### Goal
Revise the data below by replacing "mask" with "polygon outline" throughout and leaving all other text unchanged. Omit the pictures from your output.
- - - -
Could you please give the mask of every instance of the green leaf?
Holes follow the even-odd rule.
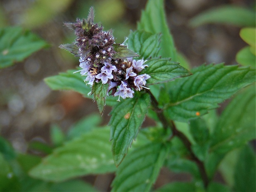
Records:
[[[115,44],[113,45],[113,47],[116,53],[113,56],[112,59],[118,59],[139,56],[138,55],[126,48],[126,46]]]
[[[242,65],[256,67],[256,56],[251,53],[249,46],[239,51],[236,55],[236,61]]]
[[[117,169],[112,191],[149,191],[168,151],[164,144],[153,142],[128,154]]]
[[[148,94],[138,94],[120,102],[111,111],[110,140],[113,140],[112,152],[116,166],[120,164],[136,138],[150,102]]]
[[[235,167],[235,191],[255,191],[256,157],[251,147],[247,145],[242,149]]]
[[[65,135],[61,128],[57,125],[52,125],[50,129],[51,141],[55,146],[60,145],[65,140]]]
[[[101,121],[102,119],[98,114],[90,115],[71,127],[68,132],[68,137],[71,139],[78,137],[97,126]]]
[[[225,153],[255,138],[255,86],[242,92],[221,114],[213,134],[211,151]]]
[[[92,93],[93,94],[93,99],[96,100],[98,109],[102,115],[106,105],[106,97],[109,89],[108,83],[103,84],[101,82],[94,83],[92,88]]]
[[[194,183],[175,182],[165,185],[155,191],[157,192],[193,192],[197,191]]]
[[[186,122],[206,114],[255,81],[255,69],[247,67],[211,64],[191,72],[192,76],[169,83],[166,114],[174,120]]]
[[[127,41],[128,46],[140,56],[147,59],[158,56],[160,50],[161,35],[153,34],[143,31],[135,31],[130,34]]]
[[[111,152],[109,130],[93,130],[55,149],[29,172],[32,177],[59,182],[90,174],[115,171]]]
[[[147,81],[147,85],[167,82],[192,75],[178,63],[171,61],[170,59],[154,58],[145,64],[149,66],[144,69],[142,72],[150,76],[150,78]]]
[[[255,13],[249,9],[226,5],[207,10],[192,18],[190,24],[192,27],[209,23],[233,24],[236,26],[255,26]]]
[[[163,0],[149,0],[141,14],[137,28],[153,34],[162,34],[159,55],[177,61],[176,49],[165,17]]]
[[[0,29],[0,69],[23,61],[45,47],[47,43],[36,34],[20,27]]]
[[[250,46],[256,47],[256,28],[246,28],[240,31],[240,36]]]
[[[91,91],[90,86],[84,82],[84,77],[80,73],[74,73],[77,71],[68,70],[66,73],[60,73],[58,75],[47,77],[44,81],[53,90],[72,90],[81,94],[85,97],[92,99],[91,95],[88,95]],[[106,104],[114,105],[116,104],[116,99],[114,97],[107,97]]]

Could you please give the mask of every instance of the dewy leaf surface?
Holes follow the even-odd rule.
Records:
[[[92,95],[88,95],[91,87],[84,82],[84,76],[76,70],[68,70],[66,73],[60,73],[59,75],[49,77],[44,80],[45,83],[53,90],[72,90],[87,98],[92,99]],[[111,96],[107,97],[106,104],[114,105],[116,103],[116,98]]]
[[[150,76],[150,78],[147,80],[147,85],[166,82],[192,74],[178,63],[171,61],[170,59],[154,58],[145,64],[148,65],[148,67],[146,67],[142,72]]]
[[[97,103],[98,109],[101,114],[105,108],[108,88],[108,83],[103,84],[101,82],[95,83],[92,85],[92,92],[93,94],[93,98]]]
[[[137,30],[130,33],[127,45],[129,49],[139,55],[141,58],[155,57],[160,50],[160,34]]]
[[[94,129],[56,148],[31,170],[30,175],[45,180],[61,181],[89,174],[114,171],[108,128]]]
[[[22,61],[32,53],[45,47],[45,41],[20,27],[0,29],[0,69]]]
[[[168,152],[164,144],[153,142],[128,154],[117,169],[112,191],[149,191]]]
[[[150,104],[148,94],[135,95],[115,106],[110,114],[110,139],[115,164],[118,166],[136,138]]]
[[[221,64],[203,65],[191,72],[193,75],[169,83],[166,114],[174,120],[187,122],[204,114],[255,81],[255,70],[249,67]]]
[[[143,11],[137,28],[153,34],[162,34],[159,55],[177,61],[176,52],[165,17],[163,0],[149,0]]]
- - - -
### Exercise solution
Could you please give the polygon outline of every instance of the green leaf?
Holes follow the even-odd rule.
Records:
[[[115,44],[113,45],[113,47],[116,53],[113,56],[112,59],[118,59],[139,56],[138,55],[126,48],[126,46]]]
[[[242,65],[256,67],[256,56],[251,53],[249,46],[239,51],[236,55],[236,61]]]
[[[117,169],[112,191],[149,191],[168,151],[164,144],[153,142],[128,154]]]
[[[148,94],[138,94],[120,102],[111,111],[110,140],[113,140],[112,152],[116,166],[120,164],[136,138],[150,102]]]
[[[235,167],[235,191],[255,191],[256,157],[251,147],[247,145],[242,149]]]
[[[65,135],[61,128],[57,125],[52,125],[50,129],[51,141],[55,146],[60,145],[65,140]]]
[[[101,121],[102,119],[98,114],[90,115],[71,127],[68,132],[68,137],[71,139],[78,137],[97,126]]]
[[[225,153],[255,138],[255,86],[242,92],[221,114],[213,134],[211,151]]]
[[[92,93],[93,94],[93,99],[96,100],[98,109],[102,115],[106,105],[106,97],[109,89],[108,83],[103,84],[101,82],[94,83],[92,88]]]
[[[194,183],[175,182],[165,185],[155,191],[157,192],[193,192],[197,191]]]
[[[186,122],[206,114],[255,81],[255,69],[247,67],[211,64],[191,72],[192,76],[169,83],[166,114],[174,120]]]
[[[127,41],[128,46],[140,56],[147,59],[158,56],[160,50],[161,35],[153,34],[143,31],[135,31],[130,34]]]
[[[111,152],[109,130],[93,130],[55,149],[29,172],[32,177],[59,182],[90,174],[115,171]]]
[[[147,81],[147,85],[167,82],[192,75],[178,63],[171,61],[170,59],[154,58],[145,64],[149,66],[144,69],[142,72],[150,76],[150,78]]]
[[[255,13],[249,9],[226,5],[207,10],[192,18],[190,24],[192,27],[209,23],[233,24],[236,26],[255,26]]]
[[[163,0],[149,0],[141,14],[137,28],[153,34],[162,34],[159,55],[177,61],[176,49],[165,17]]]
[[[0,29],[0,69],[23,61],[45,47],[47,43],[36,34],[20,27]]]
[[[250,46],[256,47],[256,28],[246,28],[240,31],[240,36]]]
[[[91,91],[90,86],[84,82],[84,77],[80,73],[74,73],[77,71],[68,70],[66,73],[60,73],[58,75],[47,77],[44,81],[53,90],[72,90],[81,94],[85,97],[92,99],[91,95],[88,95]],[[106,104],[114,105],[116,104],[116,99],[114,97],[107,97]]]

Could you please give the polygon outline of every instance of the dewy leaf surface?
Holes follow the even-odd rule.
Records:
[[[92,95],[88,95],[91,87],[84,82],[84,76],[76,70],[68,70],[66,73],[60,73],[59,75],[49,77],[44,80],[45,83],[53,90],[72,90],[87,98],[92,99]],[[111,96],[107,97],[106,104],[114,105],[116,103],[116,98]]]
[[[150,76],[150,78],[147,80],[147,85],[166,82],[192,74],[178,63],[171,61],[170,59],[154,58],[145,64],[148,65],[148,67],[146,67],[142,72]]]
[[[97,103],[98,109],[101,114],[105,108],[108,88],[108,83],[103,84],[101,82],[95,83],[92,85],[92,92],[93,94],[93,98]]]
[[[137,30],[130,33],[127,45],[129,49],[139,55],[141,58],[155,57],[160,50],[160,34]]]
[[[94,129],[56,148],[31,170],[30,175],[45,180],[61,181],[89,174],[114,171],[108,128]]]
[[[22,61],[32,53],[45,47],[45,41],[20,27],[0,29],[0,69]]]
[[[168,152],[164,144],[153,142],[128,154],[117,169],[112,191],[149,191]]]
[[[150,104],[148,94],[135,95],[115,106],[110,114],[110,139],[115,164],[118,166],[136,138]]]
[[[221,64],[203,65],[191,72],[193,75],[169,83],[166,114],[174,120],[187,122],[204,114],[255,81],[255,70],[249,67]]]
[[[143,11],[137,28],[153,34],[162,34],[159,55],[177,61],[176,52],[165,17],[163,0],[149,0]]]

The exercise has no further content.